--- start of PROVIDED RECORDS ---
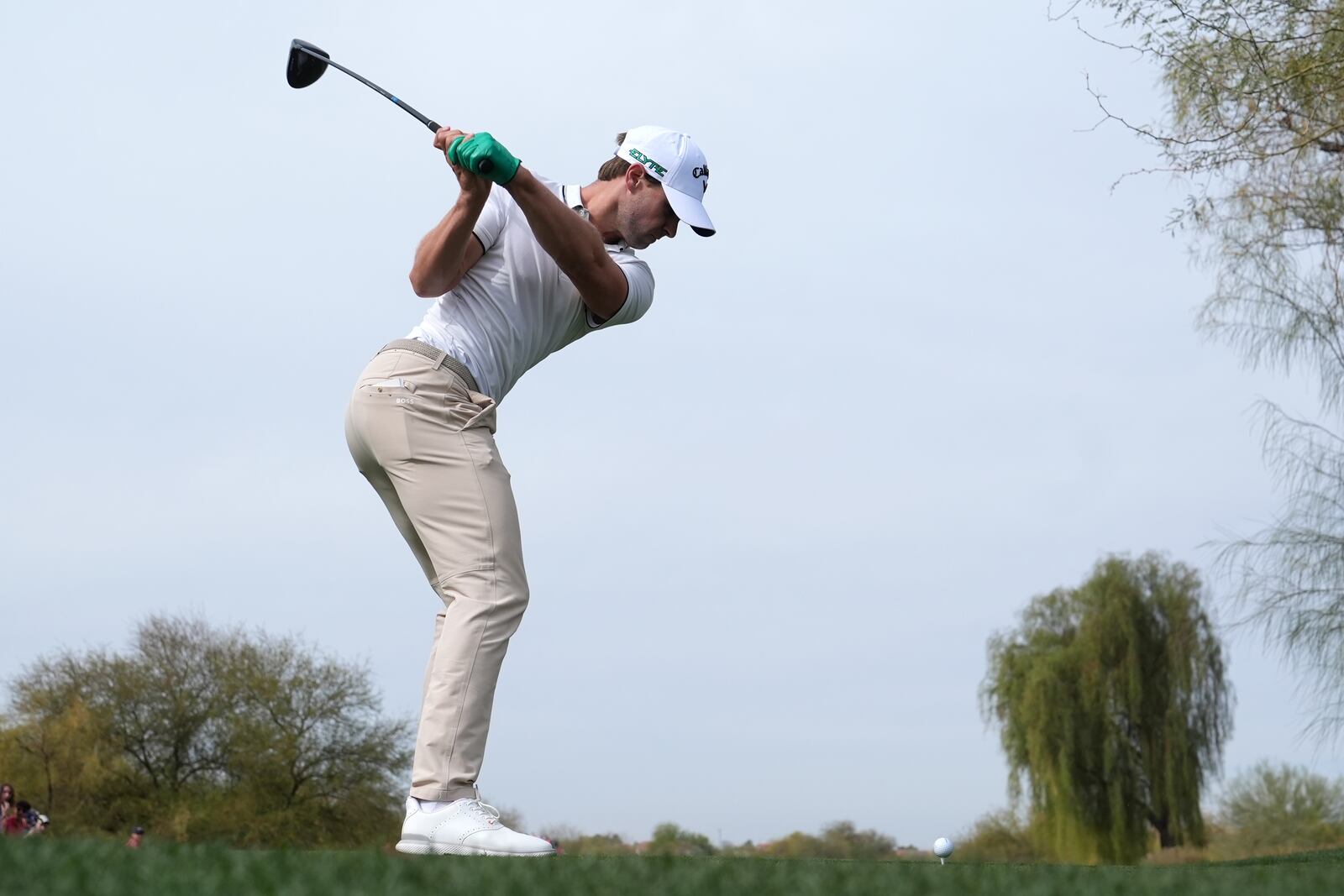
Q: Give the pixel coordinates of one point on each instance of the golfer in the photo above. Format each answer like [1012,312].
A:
[519,268]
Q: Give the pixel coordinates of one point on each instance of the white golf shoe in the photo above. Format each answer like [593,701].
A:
[464,828]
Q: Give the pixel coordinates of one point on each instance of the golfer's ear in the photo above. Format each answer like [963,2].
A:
[633,175]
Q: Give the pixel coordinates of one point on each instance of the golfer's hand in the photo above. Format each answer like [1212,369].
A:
[470,150]
[472,184]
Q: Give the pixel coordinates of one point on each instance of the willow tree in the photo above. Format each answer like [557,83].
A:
[1256,129]
[1113,708]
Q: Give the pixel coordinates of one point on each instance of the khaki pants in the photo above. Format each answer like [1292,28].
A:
[427,445]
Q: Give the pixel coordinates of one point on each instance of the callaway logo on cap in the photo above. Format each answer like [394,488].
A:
[674,160]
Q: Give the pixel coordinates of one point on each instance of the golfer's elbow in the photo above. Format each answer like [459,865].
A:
[429,286]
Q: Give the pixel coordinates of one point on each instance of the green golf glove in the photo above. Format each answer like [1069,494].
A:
[481,147]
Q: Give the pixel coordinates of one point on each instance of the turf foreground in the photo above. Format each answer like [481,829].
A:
[87,868]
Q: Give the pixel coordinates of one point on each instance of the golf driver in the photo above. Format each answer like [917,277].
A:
[308,62]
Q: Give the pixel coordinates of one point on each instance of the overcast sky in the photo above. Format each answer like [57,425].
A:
[931,367]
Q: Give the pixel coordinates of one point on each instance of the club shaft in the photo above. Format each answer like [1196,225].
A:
[432,125]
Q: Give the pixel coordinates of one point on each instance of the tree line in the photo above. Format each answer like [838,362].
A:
[207,734]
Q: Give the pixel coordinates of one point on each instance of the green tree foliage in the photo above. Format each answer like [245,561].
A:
[998,837]
[671,840]
[1272,809]
[207,734]
[1113,707]
[1256,127]
[840,840]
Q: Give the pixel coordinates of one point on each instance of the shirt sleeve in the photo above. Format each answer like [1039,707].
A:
[638,295]
[490,224]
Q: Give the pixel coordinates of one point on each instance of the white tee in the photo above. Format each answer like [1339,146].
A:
[515,305]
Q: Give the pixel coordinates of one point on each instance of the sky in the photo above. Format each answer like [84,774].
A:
[934,363]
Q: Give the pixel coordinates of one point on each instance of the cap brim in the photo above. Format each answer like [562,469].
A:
[691,211]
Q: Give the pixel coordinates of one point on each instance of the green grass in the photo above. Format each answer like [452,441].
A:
[87,868]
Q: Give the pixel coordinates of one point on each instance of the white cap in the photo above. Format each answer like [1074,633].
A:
[674,160]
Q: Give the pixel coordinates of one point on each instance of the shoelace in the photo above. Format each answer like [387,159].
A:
[486,812]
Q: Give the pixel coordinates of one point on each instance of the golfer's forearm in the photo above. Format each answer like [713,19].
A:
[438,258]
[575,244]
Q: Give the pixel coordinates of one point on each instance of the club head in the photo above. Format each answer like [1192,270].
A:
[307,63]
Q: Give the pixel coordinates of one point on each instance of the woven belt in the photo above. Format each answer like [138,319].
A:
[438,356]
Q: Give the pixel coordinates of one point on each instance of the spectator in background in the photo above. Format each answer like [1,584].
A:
[17,822]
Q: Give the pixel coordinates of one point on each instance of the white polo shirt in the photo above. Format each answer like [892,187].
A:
[515,305]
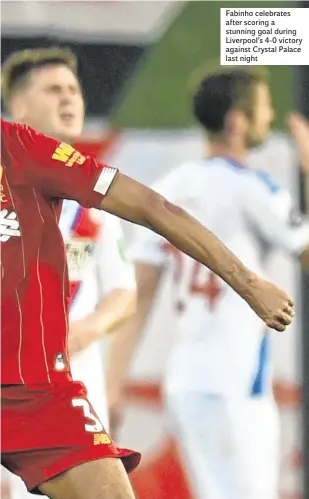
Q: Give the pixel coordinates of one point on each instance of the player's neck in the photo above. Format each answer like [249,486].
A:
[227,149]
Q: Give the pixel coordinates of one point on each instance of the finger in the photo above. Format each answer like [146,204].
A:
[284,318]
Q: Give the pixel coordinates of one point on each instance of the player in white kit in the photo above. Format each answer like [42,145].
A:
[218,378]
[102,281]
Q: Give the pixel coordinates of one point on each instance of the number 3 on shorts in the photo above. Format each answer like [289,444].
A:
[84,404]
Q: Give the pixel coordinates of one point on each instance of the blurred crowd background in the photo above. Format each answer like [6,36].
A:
[138,63]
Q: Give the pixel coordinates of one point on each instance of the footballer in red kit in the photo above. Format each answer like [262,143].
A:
[51,436]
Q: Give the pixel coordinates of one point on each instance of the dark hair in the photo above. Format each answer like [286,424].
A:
[219,93]
[18,66]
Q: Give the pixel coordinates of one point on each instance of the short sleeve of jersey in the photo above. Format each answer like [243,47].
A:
[114,269]
[270,210]
[147,246]
[56,168]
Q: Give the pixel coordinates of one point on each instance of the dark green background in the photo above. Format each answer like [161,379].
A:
[159,95]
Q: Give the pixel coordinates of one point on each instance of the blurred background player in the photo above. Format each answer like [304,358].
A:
[102,282]
[218,377]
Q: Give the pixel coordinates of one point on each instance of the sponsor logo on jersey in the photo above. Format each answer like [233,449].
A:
[105,179]
[9,225]
[68,155]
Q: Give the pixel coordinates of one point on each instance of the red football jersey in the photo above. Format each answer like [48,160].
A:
[37,172]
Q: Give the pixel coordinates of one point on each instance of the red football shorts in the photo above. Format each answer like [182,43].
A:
[48,429]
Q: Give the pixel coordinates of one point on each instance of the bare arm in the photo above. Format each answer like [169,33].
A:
[112,311]
[132,201]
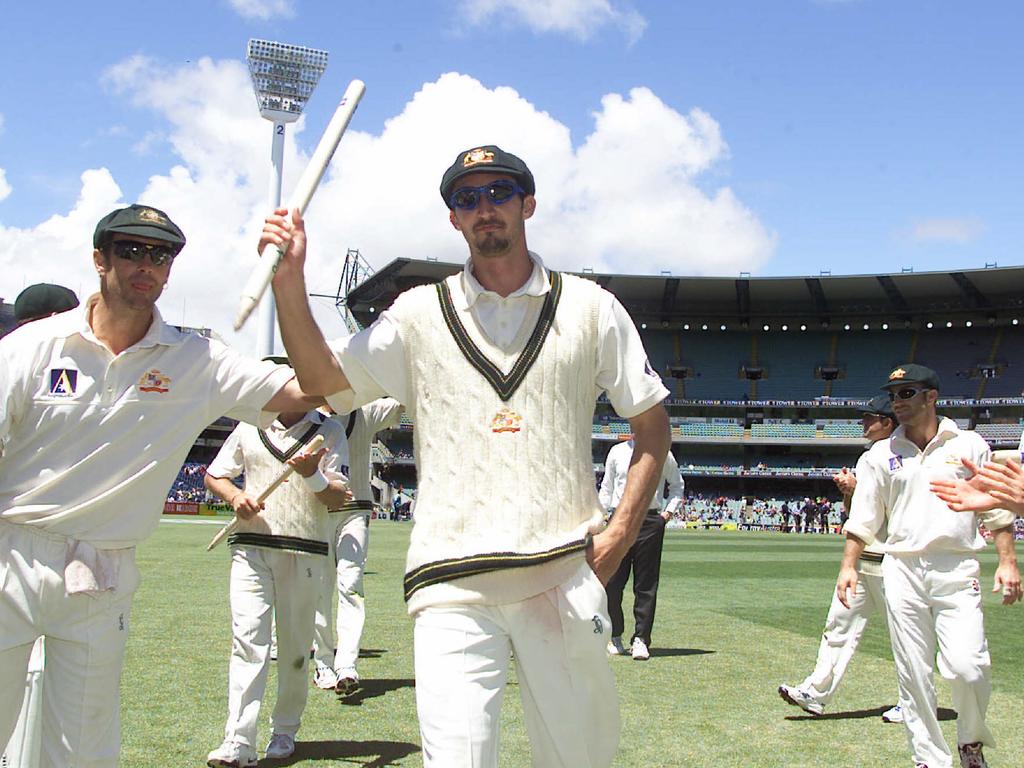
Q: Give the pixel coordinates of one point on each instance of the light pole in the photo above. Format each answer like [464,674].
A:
[284,78]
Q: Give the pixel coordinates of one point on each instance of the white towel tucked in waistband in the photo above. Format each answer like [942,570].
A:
[90,569]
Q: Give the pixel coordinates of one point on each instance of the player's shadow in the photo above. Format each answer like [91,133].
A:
[373,688]
[655,652]
[380,754]
[943,714]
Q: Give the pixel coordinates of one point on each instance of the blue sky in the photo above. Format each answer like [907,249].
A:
[776,137]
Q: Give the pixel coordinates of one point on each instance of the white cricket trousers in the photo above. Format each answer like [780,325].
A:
[844,628]
[85,642]
[935,601]
[349,542]
[288,583]
[568,692]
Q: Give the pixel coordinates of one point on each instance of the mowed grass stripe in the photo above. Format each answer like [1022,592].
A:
[737,614]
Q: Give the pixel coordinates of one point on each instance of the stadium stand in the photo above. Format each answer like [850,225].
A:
[747,444]
[865,357]
[788,359]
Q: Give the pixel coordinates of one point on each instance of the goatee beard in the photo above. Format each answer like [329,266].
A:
[493,245]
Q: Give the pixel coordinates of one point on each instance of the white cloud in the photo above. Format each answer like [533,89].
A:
[580,18]
[59,249]
[626,200]
[957,230]
[263,9]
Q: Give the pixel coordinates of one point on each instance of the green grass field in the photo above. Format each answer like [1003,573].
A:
[738,613]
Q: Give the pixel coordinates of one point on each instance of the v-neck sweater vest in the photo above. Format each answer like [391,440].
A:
[502,438]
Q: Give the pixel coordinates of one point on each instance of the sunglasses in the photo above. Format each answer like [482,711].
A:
[906,393]
[468,198]
[134,251]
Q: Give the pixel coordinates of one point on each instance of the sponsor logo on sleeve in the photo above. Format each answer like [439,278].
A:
[506,420]
[64,382]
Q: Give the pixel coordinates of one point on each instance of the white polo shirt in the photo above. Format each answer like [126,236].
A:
[374,359]
[893,491]
[616,466]
[92,441]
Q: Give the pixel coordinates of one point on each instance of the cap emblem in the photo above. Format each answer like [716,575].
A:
[147,214]
[474,157]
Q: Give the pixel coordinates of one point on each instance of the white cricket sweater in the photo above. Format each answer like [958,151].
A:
[502,440]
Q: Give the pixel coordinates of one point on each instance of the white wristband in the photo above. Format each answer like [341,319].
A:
[316,481]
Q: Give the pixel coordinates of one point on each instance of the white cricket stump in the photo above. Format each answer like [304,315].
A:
[25,748]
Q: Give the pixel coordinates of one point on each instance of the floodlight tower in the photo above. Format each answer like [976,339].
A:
[284,78]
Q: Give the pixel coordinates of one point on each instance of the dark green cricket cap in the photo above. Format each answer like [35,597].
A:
[911,373]
[484,159]
[42,300]
[144,221]
[880,404]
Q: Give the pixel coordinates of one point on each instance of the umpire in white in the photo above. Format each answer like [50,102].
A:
[644,557]
[279,552]
[930,572]
[348,535]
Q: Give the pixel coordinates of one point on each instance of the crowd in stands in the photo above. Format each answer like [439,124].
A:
[188,484]
[790,515]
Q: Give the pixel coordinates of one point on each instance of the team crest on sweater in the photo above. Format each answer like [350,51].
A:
[506,420]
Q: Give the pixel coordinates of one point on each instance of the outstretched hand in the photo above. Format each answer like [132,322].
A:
[989,486]
[288,231]
[603,557]
[846,585]
[307,464]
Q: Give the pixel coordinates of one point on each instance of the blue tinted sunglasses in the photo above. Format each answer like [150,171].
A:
[132,250]
[468,198]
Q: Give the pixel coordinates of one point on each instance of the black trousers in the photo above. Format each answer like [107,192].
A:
[644,561]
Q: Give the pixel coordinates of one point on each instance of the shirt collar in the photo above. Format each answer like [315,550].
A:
[77,322]
[947,429]
[537,285]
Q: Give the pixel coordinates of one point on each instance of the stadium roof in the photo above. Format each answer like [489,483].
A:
[994,296]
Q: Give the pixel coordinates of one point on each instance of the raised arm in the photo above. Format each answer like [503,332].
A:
[314,365]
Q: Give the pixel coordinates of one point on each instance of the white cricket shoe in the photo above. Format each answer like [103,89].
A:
[804,700]
[893,715]
[282,745]
[232,755]
[972,756]
[348,682]
[639,650]
[615,647]
[324,677]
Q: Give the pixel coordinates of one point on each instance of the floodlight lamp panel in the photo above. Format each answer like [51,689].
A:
[284,77]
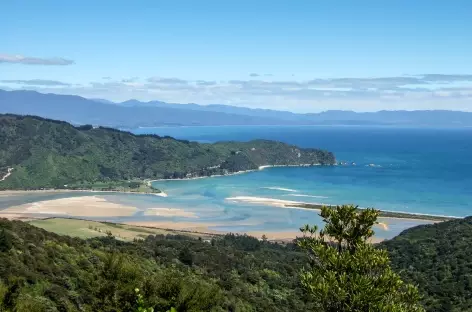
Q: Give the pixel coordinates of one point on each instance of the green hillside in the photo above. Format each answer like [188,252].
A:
[48,153]
[438,258]
[42,271]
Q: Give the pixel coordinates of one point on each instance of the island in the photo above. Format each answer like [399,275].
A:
[38,153]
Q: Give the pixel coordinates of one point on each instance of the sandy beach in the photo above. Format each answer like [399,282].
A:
[55,191]
[169,212]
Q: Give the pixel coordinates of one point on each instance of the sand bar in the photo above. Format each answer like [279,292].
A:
[169,212]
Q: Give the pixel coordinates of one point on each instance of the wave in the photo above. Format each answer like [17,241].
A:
[279,189]
[303,195]
[263,201]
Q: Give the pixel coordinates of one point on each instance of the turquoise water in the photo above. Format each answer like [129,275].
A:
[420,170]
[400,169]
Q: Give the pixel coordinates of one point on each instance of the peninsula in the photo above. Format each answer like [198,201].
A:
[39,153]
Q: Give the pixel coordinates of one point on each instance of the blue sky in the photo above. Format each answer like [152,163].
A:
[304,56]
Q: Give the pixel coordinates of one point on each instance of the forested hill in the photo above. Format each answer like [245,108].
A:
[438,259]
[49,153]
[41,271]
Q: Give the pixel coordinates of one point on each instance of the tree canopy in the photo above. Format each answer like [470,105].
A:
[346,272]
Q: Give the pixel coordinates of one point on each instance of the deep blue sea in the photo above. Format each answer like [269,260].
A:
[418,170]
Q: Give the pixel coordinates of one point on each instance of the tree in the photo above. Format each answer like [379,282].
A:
[346,272]
[186,257]
[5,241]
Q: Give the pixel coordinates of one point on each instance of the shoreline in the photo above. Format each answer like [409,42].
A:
[13,192]
[260,168]
[271,202]
[290,204]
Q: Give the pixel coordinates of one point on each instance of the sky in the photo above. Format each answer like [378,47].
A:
[302,56]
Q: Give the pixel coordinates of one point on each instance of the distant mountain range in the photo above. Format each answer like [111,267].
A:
[133,113]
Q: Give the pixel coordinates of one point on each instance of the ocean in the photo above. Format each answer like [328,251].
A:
[417,170]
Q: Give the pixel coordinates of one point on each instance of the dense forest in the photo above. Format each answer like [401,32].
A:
[438,258]
[47,153]
[42,271]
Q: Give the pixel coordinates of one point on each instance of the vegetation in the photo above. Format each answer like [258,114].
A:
[42,271]
[437,258]
[346,272]
[51,154]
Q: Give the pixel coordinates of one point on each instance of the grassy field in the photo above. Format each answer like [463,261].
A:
[88,229]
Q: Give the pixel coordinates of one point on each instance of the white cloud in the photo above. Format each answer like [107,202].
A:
[26,60]
[360,94]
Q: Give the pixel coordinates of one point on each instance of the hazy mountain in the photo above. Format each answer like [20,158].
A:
[419,117]
[134,113]
[78,110]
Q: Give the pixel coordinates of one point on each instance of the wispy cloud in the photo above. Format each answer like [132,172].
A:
[160,80]
[27,60]
[129,80]
[37,82]
[205,83]
[429,91]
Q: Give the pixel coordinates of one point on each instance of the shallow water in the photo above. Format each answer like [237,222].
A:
[400,169]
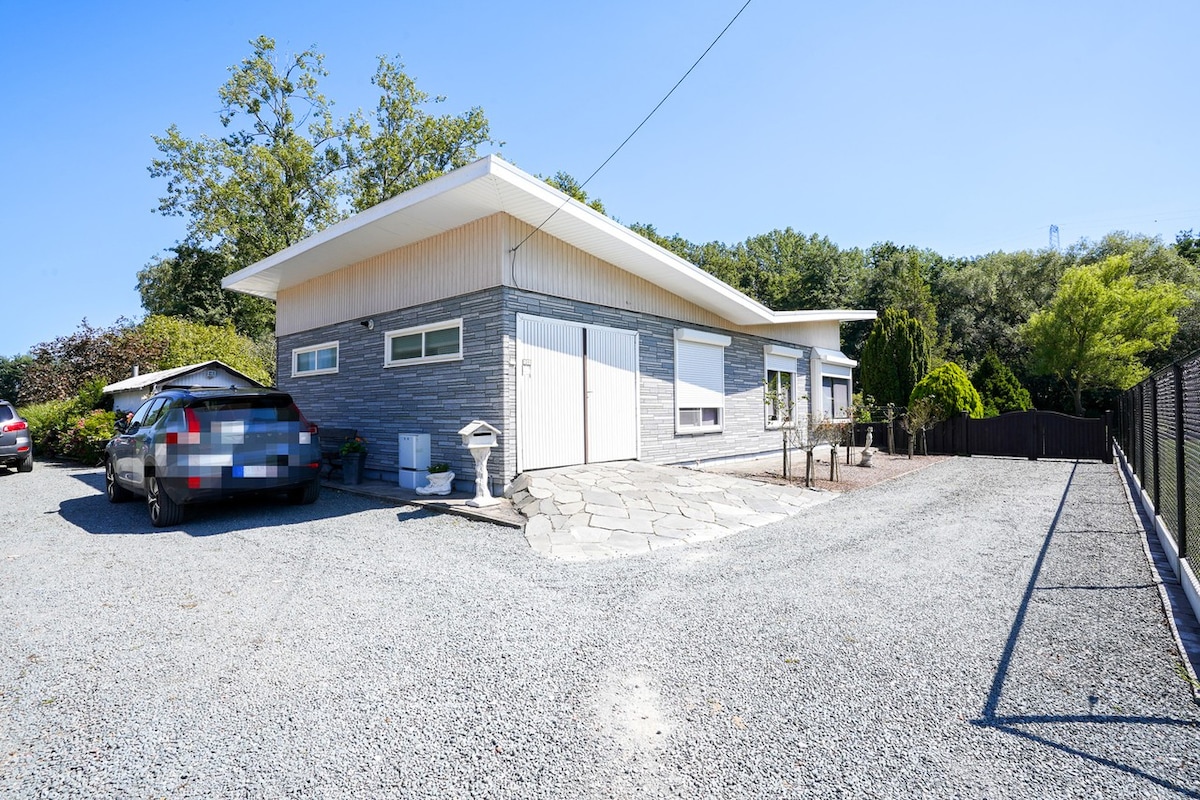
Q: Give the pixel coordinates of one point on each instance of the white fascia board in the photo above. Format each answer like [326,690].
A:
[263,277]
[833,356]
[780,350]
[490,186]
[823,316]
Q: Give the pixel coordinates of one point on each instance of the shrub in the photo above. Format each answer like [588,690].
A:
[85,438]
[952,391]
[999,388]
[47,423]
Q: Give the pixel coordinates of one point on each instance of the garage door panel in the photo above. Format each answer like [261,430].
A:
[612,395]
[550,394]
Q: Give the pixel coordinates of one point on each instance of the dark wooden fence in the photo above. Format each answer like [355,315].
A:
[1019,434]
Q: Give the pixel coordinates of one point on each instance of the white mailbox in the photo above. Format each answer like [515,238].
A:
[479,434]
[479,438]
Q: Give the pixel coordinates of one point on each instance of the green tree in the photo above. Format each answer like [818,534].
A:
[189,286]
[408,145]
[276,176]
[1188,246]
[949,389]
[567,184]
[1099,324]
[999,388]
[185,342]
[899,277]
[799,271]
[894,358]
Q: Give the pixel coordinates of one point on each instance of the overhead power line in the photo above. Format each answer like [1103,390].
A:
[605,163]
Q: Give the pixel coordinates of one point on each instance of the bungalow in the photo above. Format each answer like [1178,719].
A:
[486,294]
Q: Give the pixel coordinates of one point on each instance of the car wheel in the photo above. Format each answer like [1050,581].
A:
[163,511]
[115,492]
[305,494]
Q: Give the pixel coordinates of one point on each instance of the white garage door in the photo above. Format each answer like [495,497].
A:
[576,394]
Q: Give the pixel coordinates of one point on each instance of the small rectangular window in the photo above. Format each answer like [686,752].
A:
[780,397]
[424,344]
[700,380]
[317,360]
[835,397]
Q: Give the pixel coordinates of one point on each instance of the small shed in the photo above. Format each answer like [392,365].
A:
[129,394]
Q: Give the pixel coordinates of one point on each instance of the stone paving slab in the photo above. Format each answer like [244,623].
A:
[621,509]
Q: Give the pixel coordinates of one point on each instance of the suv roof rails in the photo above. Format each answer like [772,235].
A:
[197,386]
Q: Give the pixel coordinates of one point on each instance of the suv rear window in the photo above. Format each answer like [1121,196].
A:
[258,409]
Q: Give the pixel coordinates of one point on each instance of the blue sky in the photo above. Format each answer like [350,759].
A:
[959,126]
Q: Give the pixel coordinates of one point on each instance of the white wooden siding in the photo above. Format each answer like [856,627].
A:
[550,394]
[455,263]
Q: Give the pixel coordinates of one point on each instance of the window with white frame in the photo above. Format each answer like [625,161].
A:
[700,380]
[832,384]
[781,386]
[424,344]
[835,397]
[316,360]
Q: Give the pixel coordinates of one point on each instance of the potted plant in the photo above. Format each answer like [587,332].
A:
[439,480]
[354,453]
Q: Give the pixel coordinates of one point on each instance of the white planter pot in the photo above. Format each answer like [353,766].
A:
[439,483]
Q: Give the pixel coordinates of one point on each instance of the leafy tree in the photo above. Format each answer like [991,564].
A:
[567,184]
[408,145]
[61,367]
[898,277]
[185,342]
[1098,325]
[999,388]
[189,286]
[894,358]
[12,374]
[802,271]
[951,390]
[270,184]
[983,301]
[283,170]
[1188,246]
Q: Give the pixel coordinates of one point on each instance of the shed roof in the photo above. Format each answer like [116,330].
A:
[489,186]
[151,378]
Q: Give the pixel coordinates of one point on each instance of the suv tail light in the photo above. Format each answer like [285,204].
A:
[304,421]
[193,431]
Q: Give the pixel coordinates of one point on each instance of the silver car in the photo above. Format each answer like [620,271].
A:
[16,446]
[193,445]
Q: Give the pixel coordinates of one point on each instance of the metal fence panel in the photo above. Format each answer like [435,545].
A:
[1165,400]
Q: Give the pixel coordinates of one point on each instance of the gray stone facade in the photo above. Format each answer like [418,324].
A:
[439,398]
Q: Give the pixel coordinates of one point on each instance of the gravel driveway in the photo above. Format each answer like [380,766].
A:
[891,643]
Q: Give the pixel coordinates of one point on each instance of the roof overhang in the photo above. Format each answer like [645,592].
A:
[490,186]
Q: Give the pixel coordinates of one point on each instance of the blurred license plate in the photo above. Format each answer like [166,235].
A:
[256,471]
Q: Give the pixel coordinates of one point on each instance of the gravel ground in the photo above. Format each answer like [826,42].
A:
[891,643]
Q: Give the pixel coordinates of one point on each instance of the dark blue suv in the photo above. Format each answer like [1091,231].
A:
--- end of PROVIDED RECORDS ---
(GIVEN INSTRUCTION): Repeat precisely the lines of the data starting at the one containing "answer like [587,332].", last line included.

(WRITTEN RESPONSE):
Q: Give the pixel coordinates of one point on each instance of the potted plant in the photo above. Format each answer like [587,332].
A:
[439,480]
[354,453]
Q: Give the pixel coordinates of one point on each instance of the white planter pot in the photo above. Format each answer like [353,766].
A:
[439,483]
Q: Give the pixel coordinates of one point on each instance of the leafy tree in the photo above. Format each answer like [991,564].
A:
[567,184]
[408,145]
[61,367]
[898,277]
[185,342]
[1098,325]
[999,388]
[189,286]
[894,358]
[12,374]
[802,271]
[951,390]
[270,184]
[983,301]
[283,170]
[1188,246]
Q: Give the pixel coordinates of one point on each instance of the shed roof in the photo above. Format each answer like [116,330].
A:
[489,186]
[151,378]
Q: Give the pixel coordinates of one point on each instance of the suv tail light in the photo above. Format each answer like [285,204].
A:
[304,421]
[193,431]
Q: Give the pixel coordinates of one point on each instance of the silver car in the photo above. Format each answer like [620,271].
A:
[16,446]
[193,445]
Q: Give the pixel coordinates of one point on each instance of the metal fence panel in the photo above. Format each answer like [435,545].
A:
[1165,400]
Q: Give the pixel coordinates of one point on each instance of the gray stone facade in the photo above. Format each answer like [418,324].
A:
[439,398]
Q: Give the pixel coordinates of one point on each instance of the gravel driveway in the photo above. Format each answer like [380,766].
A:
[891,643]
Q: Give the pixel coordinates of one point on each instance of the roof overhang in the photo above. Format each answer like [645,592].
A:
[490,186]
Q: Give the pixel coordinates of one point on each instance of the blurred license plate in the photo above. Format each answer like [166,235].
A:
[256,471]
Q: Give the pixel coordinates of one point on each instance of the gravel ground in the photo above. Format each answer like [826,42].
A:
[891,643]
Q: Give the pixel coordinates of one point on each instance of the dark blue suv in the photo above. Format each answer like [1091,231].
A:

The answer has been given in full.